Operating result dropped more significantly, decreasing 53.5% to €8.86bn.
The reduction in operating result was attributed to US tariffs, expenses associated with adjustments to the Porsche product strategy, as well as currency movements and price and mix effects.
Positive contributions from cost programmes helped partially offset these pressures.
Stripping out both the special items such as restructuring charges, Porsche-related costs and the tariff effects, operating profit would have been €17.7bn.
The group sold 9.022 million vehicles during 2025, broadly unchanged from 9.037 million sold in the previous year.
Battery electric vehicles (BEVs) remained an important demand driver.
Orders for BEVs rose by around 55%, representing approximately 22% of the total order bank.
Sales increased in Europe by 5% and South America by 10%, while volumes declined in North America by 12% and China by 6% amid difficult market conditions.
Performance also softened in the final quarter of the year.
In Q4 FY2025, sales revenue totalled €83.24bn, a 4.7% decrease compared with the same period a year earlier.
Operating result for the quarter declined 44.6% to €3.46bn.
Quarterly earnings after tax reached €3.49bn, down 1.7% year-on-year.
Headcount declined slightly, with the company employing approximately 662,900 people as of 31 December 2025, representing a 2.4% reduction.
The board plans to propose a dividend of €5.26 per preferred share and €5.20 per ordinary share for the 2025 fiscal year, a 17% decrease compared with the previous year.
Volkswagen Group CEO Oliver Blume said: “In 2025 we put the new strength of the Volkswagen Group on the road and kept our company firmly on track, despite increasing global headwinds. We saw strong market demand for our innovative, exciting products, which won numerous prestigious awards.”
Looking ahead, the company expects sales revenue in 2026 to increase between 0% and 3% compared with 2025.
The group said its outlook reflects potential challenges from macroeconomic conditions, international trade uncertainty, and geopolitical tensions.
It also cited rising competition, volatility in commodity, energy and foreign exchange markets, and emissions-related regulatory requirements.
The forecast assumes that current international trade tariffs remain unchanged.

# Listed records
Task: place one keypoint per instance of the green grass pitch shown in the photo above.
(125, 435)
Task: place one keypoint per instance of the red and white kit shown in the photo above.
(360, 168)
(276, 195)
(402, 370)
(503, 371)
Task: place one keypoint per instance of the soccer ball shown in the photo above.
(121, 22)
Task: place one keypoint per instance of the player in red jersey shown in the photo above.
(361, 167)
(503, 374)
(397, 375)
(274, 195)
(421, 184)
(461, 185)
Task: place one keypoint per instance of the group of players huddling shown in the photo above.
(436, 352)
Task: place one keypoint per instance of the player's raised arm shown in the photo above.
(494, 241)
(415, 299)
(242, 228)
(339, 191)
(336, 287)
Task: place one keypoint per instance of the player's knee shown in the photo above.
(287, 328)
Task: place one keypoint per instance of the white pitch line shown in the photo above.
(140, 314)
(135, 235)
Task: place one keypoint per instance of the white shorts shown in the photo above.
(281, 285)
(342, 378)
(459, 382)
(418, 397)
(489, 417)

# Set of tasks
1. In the report on Volkswagen's 2025 results, do these statements agree with the text? (a) The group sold more vehicles in 2025 than in the previous year. (b) BEV orders made up about 22% of the total order bank. (c) The 2026 forecast assumes current international trade tariffs stay unchanged. Answer yes or no for each and quote the deciding words.
2. Quote the report on Volkswagen's 2025 results starting at the words "The group sold" and ending after "of the year.".

# Responses per task
1.
(a) No: "The group sold 9.022 million vehicles during 2025, broadly unchanged from 9.037 million sold in the previous year."
(b) Yes: "representing approximately 22% of the total order bank"
(c) Yes: "The forecast assumes that current international trade tariffs remain unchanged."

2.
The group sold 9.022 million vehicles during 2025, broadly unchanged from 9.037 million sold in the previous year.
Battery electric vehicles (BEVs) remained an important demand driver.
Orders for BEVs rose by around 55%, representing approximately 22% of the total order bank.
Sales increased in Europe by 5% and South America by 10%, while volumes declined in North America by 12% and China by 6% amid difficult market conditions.
Performance also softened in the final quarter of the year.